• _TASK TO COMPLETE_
Count the lines in the records below that contain the word "mountain". Reply with the number alone.
================================
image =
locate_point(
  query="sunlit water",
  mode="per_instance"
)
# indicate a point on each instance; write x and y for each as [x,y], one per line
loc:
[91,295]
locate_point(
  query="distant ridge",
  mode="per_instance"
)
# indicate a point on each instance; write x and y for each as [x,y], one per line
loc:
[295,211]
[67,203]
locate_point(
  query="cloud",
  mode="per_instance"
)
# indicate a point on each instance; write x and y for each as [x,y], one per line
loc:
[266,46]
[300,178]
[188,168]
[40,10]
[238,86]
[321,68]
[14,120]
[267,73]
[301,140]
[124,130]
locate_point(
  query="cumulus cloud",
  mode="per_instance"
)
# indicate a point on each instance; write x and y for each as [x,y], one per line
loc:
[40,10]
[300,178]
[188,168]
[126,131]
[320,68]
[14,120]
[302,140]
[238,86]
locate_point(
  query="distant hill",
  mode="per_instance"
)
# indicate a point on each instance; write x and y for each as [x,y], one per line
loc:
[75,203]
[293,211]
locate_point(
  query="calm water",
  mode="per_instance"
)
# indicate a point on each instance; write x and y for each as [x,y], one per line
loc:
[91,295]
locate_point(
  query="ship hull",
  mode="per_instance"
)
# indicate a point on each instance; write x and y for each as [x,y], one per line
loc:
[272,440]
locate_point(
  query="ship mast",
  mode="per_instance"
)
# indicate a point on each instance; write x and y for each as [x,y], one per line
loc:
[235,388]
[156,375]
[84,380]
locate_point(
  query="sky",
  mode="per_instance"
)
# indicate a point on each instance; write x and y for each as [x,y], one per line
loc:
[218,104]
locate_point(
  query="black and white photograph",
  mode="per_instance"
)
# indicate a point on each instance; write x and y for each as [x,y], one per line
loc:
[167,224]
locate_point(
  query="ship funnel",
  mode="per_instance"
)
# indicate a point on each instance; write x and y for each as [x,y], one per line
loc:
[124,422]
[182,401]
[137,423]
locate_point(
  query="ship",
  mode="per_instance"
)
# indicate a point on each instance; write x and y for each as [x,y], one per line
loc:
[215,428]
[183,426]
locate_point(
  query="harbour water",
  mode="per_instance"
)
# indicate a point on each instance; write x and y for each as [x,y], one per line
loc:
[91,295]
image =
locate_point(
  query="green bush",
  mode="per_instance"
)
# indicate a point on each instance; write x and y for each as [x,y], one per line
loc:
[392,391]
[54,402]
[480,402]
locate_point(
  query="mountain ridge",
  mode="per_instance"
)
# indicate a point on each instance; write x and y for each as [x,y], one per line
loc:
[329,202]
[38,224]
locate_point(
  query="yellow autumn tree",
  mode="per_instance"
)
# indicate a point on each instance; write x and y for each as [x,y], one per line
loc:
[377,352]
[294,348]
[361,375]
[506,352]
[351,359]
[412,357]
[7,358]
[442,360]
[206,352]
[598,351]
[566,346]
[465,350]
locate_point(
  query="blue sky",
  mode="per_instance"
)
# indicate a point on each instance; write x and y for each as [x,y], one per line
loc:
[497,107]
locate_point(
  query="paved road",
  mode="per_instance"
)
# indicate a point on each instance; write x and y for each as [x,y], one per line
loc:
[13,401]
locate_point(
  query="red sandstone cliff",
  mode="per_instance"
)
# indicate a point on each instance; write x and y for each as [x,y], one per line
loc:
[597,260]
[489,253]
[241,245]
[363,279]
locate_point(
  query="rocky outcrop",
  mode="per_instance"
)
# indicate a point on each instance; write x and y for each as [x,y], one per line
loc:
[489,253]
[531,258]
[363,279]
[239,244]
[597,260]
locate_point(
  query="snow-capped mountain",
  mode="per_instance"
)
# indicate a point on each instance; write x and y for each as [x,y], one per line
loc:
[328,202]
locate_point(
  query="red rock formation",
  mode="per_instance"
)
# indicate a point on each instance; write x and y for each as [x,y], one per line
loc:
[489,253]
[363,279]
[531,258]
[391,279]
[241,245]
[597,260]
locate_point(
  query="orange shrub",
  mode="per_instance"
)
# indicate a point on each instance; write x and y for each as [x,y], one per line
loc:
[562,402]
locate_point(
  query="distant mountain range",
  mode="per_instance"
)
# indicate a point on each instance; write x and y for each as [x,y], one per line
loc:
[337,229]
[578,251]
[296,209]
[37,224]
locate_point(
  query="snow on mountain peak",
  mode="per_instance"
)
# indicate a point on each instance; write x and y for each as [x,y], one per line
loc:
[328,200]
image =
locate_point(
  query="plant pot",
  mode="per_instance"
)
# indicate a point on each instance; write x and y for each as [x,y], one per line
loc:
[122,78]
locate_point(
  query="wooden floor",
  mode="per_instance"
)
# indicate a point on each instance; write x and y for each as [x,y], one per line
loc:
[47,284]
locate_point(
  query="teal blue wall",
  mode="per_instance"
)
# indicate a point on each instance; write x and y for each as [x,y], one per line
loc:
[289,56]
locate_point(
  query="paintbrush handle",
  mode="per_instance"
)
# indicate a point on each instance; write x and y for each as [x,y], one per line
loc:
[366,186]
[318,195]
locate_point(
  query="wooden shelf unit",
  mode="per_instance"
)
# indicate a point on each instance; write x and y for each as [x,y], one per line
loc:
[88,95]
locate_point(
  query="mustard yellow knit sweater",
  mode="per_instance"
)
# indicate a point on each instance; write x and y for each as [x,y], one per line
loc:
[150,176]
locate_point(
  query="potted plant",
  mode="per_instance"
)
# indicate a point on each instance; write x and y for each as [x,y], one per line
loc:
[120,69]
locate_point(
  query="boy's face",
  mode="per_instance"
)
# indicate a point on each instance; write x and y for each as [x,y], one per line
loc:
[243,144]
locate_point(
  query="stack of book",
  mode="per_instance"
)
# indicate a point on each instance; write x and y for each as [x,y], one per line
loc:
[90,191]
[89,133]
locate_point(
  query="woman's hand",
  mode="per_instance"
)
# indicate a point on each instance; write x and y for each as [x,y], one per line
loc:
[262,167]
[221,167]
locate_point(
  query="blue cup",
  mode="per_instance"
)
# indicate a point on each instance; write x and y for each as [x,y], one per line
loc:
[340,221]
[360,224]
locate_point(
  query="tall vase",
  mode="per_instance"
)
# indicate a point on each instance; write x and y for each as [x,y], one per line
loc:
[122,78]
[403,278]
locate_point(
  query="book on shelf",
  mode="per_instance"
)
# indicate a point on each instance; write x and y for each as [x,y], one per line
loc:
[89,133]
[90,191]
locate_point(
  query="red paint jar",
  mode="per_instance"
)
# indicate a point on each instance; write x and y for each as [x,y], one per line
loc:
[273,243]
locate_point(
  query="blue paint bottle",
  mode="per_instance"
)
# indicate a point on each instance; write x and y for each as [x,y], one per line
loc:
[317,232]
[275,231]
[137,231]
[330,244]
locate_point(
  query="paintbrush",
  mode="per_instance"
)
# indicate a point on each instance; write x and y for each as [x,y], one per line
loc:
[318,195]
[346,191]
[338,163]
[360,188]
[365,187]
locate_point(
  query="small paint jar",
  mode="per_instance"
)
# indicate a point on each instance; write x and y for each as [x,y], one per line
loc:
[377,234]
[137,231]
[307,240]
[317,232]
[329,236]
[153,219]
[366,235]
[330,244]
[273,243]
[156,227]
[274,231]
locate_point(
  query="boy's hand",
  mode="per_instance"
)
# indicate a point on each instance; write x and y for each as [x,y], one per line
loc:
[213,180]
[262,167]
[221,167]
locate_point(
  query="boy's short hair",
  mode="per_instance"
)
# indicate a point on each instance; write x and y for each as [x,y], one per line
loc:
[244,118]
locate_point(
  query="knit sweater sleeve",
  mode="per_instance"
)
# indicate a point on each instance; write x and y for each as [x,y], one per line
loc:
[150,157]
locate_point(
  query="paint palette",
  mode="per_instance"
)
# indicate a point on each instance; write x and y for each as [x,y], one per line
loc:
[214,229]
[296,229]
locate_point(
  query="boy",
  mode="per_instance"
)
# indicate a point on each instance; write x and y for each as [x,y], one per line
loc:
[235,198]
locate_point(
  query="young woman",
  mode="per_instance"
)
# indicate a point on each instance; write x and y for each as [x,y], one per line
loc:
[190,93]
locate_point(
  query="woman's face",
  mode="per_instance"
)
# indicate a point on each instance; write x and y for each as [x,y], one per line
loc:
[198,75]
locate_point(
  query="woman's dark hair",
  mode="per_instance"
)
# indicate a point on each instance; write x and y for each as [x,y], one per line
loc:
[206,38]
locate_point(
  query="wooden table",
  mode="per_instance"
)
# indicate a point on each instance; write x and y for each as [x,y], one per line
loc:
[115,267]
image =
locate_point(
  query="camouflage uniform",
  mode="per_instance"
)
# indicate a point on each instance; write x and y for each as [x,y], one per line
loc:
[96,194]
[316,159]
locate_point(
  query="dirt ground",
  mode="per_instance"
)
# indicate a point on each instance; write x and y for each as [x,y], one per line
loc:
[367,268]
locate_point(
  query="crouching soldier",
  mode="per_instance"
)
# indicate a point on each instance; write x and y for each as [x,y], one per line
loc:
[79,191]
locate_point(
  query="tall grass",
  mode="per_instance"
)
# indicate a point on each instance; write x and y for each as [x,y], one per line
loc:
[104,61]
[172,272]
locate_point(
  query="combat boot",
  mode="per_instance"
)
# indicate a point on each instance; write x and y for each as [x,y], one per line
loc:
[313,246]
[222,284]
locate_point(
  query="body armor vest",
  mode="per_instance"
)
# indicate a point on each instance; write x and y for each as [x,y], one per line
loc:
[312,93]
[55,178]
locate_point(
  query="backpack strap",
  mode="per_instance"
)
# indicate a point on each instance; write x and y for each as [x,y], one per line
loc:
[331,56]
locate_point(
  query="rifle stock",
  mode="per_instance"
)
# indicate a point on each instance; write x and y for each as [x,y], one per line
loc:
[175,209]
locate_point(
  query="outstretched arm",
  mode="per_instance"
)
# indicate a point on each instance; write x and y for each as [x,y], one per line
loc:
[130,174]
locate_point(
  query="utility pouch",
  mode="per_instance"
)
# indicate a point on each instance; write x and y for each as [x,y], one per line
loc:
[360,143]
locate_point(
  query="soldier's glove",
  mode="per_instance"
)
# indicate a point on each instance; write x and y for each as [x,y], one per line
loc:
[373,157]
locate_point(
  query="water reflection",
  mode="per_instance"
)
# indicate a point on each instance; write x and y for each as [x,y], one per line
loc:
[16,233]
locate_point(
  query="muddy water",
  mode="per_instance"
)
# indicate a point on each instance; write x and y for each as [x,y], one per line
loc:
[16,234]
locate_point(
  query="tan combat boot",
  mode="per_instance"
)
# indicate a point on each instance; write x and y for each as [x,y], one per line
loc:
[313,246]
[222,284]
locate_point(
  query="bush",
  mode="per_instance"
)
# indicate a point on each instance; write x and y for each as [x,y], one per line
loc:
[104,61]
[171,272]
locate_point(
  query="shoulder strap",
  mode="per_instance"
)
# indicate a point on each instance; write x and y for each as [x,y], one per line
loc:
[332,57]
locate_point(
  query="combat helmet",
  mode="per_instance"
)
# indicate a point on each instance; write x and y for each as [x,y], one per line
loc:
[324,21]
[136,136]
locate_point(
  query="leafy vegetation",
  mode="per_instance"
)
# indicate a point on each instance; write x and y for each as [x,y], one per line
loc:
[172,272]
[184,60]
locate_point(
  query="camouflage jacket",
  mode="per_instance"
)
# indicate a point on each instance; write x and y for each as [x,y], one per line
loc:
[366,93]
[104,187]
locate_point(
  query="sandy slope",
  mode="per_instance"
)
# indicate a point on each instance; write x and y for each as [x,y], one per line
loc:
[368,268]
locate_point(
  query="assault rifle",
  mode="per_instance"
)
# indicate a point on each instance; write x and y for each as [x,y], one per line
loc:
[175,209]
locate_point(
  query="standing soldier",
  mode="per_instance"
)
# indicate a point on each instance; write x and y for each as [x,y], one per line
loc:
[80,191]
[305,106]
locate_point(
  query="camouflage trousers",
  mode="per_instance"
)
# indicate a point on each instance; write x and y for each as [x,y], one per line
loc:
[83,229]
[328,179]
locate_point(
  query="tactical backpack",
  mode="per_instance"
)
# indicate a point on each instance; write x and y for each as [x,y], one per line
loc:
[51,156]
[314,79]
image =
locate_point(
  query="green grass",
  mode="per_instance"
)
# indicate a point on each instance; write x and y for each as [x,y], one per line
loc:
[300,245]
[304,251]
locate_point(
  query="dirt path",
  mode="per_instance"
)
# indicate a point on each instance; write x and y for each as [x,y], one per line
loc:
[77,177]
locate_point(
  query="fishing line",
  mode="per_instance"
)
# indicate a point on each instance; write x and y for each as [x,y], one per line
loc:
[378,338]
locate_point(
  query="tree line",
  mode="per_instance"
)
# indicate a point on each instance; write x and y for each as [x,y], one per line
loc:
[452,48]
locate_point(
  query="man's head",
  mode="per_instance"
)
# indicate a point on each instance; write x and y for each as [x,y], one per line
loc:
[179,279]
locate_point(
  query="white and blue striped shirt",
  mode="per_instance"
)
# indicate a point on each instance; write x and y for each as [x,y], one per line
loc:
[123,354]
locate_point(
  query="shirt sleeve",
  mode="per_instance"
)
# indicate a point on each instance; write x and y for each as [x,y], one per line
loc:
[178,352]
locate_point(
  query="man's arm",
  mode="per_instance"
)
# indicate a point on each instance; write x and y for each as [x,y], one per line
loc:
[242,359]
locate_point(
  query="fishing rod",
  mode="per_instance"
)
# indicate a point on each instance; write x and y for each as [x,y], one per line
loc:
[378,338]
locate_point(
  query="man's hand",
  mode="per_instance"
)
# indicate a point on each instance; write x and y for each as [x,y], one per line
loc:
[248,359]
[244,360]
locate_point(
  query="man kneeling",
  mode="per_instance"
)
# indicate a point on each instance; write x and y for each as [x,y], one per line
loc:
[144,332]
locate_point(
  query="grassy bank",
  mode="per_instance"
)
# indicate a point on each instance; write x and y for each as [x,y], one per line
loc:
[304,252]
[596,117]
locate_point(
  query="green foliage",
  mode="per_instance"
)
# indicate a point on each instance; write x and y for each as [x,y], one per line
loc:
================================
• _FINAL RESULT_
4